** Task prompt **
Without the pictures, repeat the listing character for character.

(Region labeling items)
# # # # #

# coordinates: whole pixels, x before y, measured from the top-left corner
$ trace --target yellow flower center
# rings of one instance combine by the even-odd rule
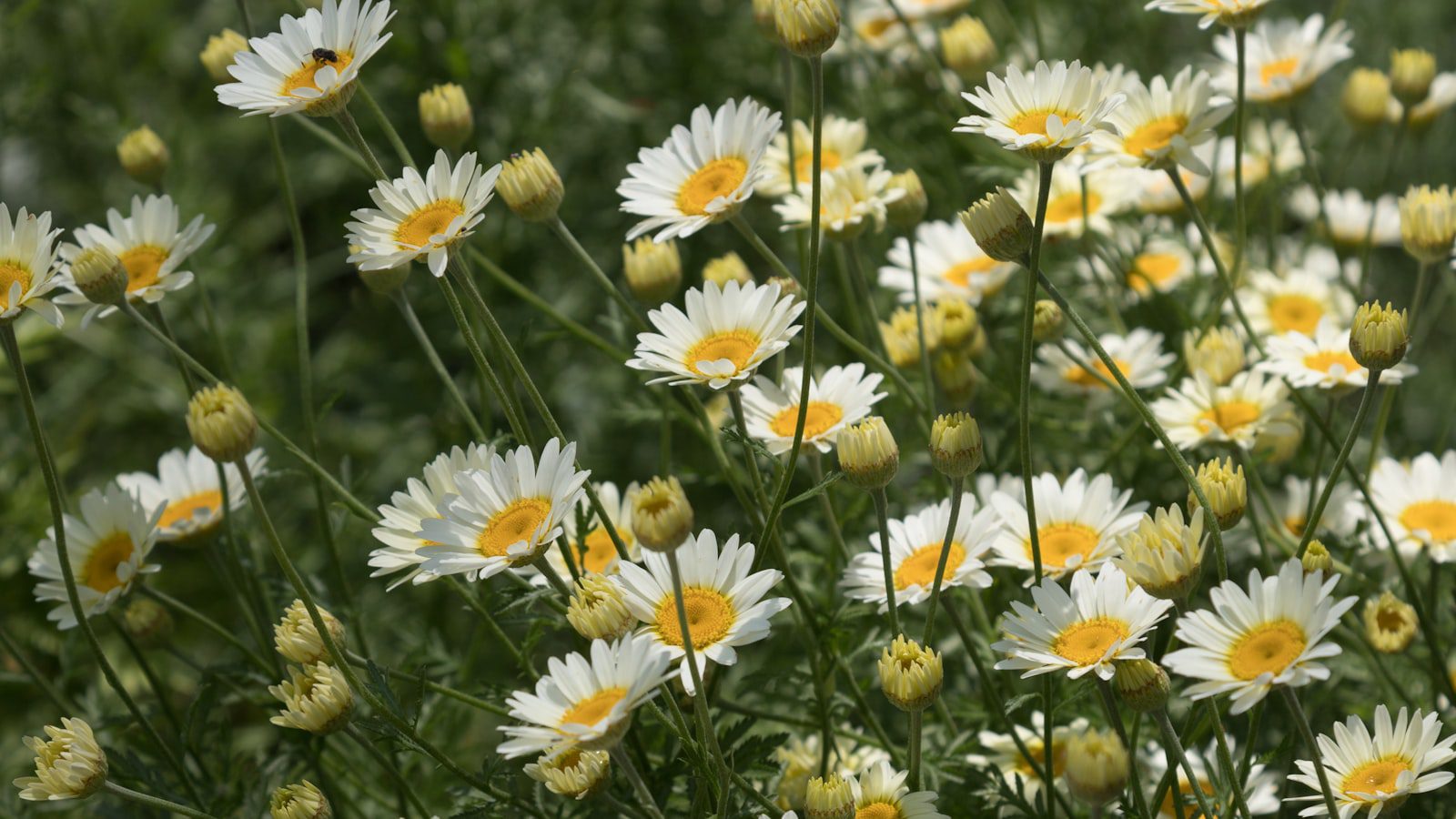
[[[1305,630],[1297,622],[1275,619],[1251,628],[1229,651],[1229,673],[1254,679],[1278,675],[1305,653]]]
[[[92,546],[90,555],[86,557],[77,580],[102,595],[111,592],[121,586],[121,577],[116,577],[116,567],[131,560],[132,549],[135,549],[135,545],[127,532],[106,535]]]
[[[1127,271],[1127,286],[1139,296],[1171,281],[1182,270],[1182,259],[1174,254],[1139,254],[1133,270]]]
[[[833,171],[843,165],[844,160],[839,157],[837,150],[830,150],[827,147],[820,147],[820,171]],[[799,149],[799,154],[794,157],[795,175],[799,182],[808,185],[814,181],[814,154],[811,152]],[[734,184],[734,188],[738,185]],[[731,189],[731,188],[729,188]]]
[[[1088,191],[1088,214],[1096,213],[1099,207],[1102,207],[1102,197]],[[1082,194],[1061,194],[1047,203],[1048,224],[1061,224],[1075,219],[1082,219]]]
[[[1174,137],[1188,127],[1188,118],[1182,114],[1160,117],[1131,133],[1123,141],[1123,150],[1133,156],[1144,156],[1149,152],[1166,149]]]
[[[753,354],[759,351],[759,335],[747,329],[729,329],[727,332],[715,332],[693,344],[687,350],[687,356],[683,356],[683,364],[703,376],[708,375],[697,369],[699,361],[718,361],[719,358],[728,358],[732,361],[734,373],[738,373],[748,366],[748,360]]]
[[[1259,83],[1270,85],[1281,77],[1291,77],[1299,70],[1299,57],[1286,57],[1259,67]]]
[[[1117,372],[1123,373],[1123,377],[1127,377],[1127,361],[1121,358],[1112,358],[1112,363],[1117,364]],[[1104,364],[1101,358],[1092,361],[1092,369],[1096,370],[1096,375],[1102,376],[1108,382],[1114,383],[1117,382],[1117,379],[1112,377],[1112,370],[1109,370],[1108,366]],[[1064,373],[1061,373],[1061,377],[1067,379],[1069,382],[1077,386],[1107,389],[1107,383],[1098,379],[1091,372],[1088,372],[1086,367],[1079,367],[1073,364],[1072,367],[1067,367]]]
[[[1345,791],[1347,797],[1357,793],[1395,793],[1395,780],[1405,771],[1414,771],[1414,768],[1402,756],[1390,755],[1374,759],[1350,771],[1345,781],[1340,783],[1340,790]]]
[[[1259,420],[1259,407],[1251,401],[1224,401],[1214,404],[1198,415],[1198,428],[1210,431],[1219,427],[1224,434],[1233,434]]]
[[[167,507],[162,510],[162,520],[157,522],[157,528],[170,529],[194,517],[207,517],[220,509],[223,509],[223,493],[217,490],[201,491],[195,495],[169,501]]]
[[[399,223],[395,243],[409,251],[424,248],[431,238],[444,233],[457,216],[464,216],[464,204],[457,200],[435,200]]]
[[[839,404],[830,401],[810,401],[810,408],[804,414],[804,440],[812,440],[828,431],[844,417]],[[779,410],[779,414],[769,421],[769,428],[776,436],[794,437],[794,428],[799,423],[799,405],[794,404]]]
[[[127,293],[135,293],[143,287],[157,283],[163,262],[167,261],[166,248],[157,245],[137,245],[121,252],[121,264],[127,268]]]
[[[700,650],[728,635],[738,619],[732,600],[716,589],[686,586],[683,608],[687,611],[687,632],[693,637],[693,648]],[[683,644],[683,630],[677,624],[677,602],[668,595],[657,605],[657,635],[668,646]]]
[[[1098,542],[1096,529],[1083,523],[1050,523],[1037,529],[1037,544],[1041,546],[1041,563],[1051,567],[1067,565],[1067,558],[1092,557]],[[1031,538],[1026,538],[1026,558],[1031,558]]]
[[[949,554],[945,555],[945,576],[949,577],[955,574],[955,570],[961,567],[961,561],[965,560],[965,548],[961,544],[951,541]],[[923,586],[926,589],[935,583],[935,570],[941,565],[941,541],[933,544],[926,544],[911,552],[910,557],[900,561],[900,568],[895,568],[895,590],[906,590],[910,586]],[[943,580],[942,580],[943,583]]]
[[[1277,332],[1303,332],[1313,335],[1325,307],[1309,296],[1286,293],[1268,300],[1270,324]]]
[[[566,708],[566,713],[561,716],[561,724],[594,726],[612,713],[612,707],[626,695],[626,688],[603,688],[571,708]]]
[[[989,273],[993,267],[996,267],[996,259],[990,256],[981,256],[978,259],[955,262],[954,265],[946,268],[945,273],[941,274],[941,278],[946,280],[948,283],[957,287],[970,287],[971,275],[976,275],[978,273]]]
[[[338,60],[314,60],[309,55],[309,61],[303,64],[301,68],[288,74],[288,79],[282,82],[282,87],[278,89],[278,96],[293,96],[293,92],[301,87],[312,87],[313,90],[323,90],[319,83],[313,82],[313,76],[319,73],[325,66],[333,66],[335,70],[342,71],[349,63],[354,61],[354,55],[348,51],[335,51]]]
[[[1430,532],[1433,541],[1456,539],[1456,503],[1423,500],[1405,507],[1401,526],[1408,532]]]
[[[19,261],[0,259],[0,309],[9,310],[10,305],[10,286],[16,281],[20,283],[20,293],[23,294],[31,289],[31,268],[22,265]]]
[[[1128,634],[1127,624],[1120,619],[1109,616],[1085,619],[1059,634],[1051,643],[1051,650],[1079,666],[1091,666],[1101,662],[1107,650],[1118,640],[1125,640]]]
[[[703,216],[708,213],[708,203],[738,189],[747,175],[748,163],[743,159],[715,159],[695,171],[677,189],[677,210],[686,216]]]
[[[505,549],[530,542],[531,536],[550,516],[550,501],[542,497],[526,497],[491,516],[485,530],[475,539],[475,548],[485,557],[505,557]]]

# # # # #

** Solution to this task **
# coordinates: whole pixels, x before y, measured from the top-left corner
$ trace --target yellow flower center
# rings of one instance combine by the even-odd rule
[[[1305,630],[1297,622],[1275,619],[1251,628],[1229,651],[1229,673],[1254,679],[1278,675],[1305,653]]]
[[[92,546],[90,555],[86,557],[77,580],[102,595],[111,592],[121,586],[121,577],[116,577],[116,567],[131,560],[132,549],[135,549],[135,545],[127,532],[106,535]]]
[[[1127,271],[1127,286],[1139,296],[1171,281],[1182,270],[1182,259],[1174,254],[1139,254],[1133,270]]]
[[[833,171],[843,165],[844,160],[839,157],[837,150],[830,150],[827,147],[820,147],[820,171]],[[799,149],[799,154],[794,157],[795,175],[799,182],[808,185],[814,181],[814,154],[811,152]],[[734,184],[734,188],[738,185]],[[731,189],[731,188],[729,188]]]
[[[1088,191],[1088,214],[1096,213],[1099,207],[1102,207],[1102,197]],[[1082,194],[1061,194],[1047,203],[1048,224],[1061,224],[1075,219],[1082,219]]]
[[[1174,137],[1188,127],[1188,118],[1182,114],[1160,117],[1131,133],[1123,141],[1123,150],[1133,156],[1144,156],[1149,152],[1166,149]]]
[[[753,354],[759,351],[759,335],[747,329],[729,329],[727,332],[715,332],[693,344],[687,350],[687,356],[683,356],[683,364],[703,376],[708,375],[697,369],[699,361],[718,361],[719,358],[728,358],[732,361],[734,373],[738,373],[748,366],[748,360]]]
[[[1259,83],[1270,85],[1281,77],[1291,77],[1299,70],[1299,57],[1286,57],[1259,67]]]
[[[1117,372],[1123,373],[1123,377],[1127,377],[1127,361],[1121,358],[1112,358],[1112,363],[1117,364]],[[1104,364],[1101,358],[1092,361],[1092,369],[1096,370],[1096,375],[1102,376],[1108,382],[1114,383],[1117,382],[1117,379],[1112,377],[1112,370],[1109,370],[1108,366]],[[1064,373],[1061,373],[1061,377],[1067,379],[1069,382],[1077,386],[1107,389],[1107,383],[1098,379],[1091,372],[1088,372],[1086,367],[1079,367],[1073,364],[1072,367],[1067,367]]]
[[[1345,791],[1347,797],[1357,793],[1395,793],[1395,780],[1405,771],[1414,771],[1414,768],[1402,756],[1390,755],[1374,759],[1350,771],[1345,781],[1340,783],[1340,790]]]
[[[1259,420],[1259,407],[1251,401],[1224,401],[1214,404],[1198,415],[1198,428],[1210,431],[1219,427],[1224,434],[1233,434]]]
[[[167,507],[162,510],[162,520],[157,522],[157,528],[170,529],[194,517],[207,517],[220,509],[223,509],[223,493],[217,490],[201,491],[195,495],[169,501]]]
[[[399,223],[395,243],[409,251],[424,248],[431,238],[444,233],[457,216],[464,216],[464,204],[457,200],[435,200]]]
[[[839,404],[830,401],[810,401],[810,408],[804,414],[804,440],[812,440],[828,431],[844,417]],[[779,410],[779,414],[769,421],[769,428],[776,436],[794,437],[794,428],[799,423],[799,405],[794,404]]]
[[[127,293],[135,293],[143,287],[157,283],[163,262],[167,261],[166,248],[157,245],[137,245],[121,252],[121,264],[127,268]]]
[[[700,650],[728,635],[738,619],[732,600],[716,589],[686,586],[683,608],[687,611],[687,632],[693,637],[693,648]],[[683,644],[683,630],[677,624],[677,602],[668,595],[657,605],[657,635],[668,646]]]
[[[1098,542],[1096,529],[1083,523],[1050,523],[1037,529],[1037,544],[1041,546],[1041,563],[1051,567],[1067,565],[1067,558],[1092,557]],[[1031,538],[1026,538],[1026,558],[1031,558]]]
[[[949,554],[945,555],[945,576],[949,577],[955,574],[955,570],[961,567],[961,561],[965,560],[965,548],[961,544],[951,541]],[[923,586],[926,589],[935,583],[935,570],[941,565],[941,541],[933,544],[926,544],[911,552],[910,557],[900,561],[900,568],[895,568],[895,590],[906,590],[910,586]],[[943,580],[942,580],[943,583]]]
[[[1277,332],[1303,332],[1313,335],[1325,307],[1309,296],[1286,293],[1268,300],[1270,324]]]
[[[566,708],[566,713],[561,716],[561,724],[594,726],[612,713],[612,707],[626,695],[626,688],[603,688],[571,708]]]
[[[989,273],[993,267],[996,267],[996,259],[990,256],[981,256],[978,259],[955,262],[954,265],[946,268],[945,273],[941,274],[941,278],[946,280],[948,283],[957,287],[970,287],[971,275],[976,275],[978,273]]]
[[[338,60],[314,60],[309,55],[309,61],[303,64],[301,68],[288,74],[288,79],[282,82],[282,87],[278,89],[278,96],[293,96],[293,92],[301,87],[312,87],[313,90],[323,90],[319,83],[313,82],[313,76],[319,73],[325,66],[333,66],[335,70],[342,71],[349,63],[354,61],[354,55],[348,51],[335,51]]]
[[[1430,532],[1433,541],[1456,539],[1456,503],[1423,500],[1405,507],[1401,526],[1408,532]]]
[[[19,261],[0,259],[0,309],[9,310],[10,305],[10,286],[16,281],[20,283],[20,293],[23,294],[31,289],[31,268],[22,265]]]
[[[1128,634],[1127,624],[1120,619],[1109,616],[1085,619],[1059,634],[1051,643],[1051,650],[1079,666],[1091,666],[1101,662],[1107,650],[1118,640],[1125,640]]]
[[[703,216],[708,213],[708,203],[738,189],[747,175],[748,163],[743,159],[715,159],[695,171],[677,189],[677,210],[686,216]]]
[[[505,549],[530,542],[531,536],[550,516],[550,501],[542,497],[526,497],[491,516],[485,530],[475,539],[475,548],[485,557],[505,557]]]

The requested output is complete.